**Provided passage**
The lawn grows uncontrollably in the novel, and the grass ultimately takes revenge and crushes cities like a green giant. Whether or not author Ward Moore chose the L.A. lawn as apocalyptic threat to satirize the post-war suburban ideal home, that desire for the well-kept, highly manicured, continually-irrigated, pesticide-laden, weed-free, grassy lawn has long been seen as an “American obsession.”

In the Los Angeles region, the private yard and its lawn became a replacement for public space and a contribution to its privatization. With the detached, single family house as the idealized dwelling, family relaxation, children’s play and social events could take place in back and front yards, reducing or sometimes substituting for public parks, playgrounds, and civic plazas. Lawns also became a target of opportunity for lawn-care and herbicide businesses that saw the industrial lawn as a profit center. 

For many suburban developers and residents, the lawn became central to the character and identity of the suburban home. While the dominant image of yard space in Southern California in the late 19th and early 20th centuries may have been the productive landscape of a hobby orchard, desire for a tidy front lawn emerged with the 1920s residential boom. Private developers of garden suburbs included landscaped setbacks on each property that visually merged into ribbons of green in front of homes. In 1934, the City of LA passed a yard ordinance requiring that all residences have yard space, cementing the detached dwelling surrounded by landscaping as the region’s dominant urban form.

**Dataset extract**
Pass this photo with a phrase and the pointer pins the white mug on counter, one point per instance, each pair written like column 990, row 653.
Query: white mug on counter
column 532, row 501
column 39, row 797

**Work to do**
List each public space that the passage on Los Angeles lawns says back and front yards reduced or replaced.

**Exercise output**
- public parks
- playgrounds
- civic plazas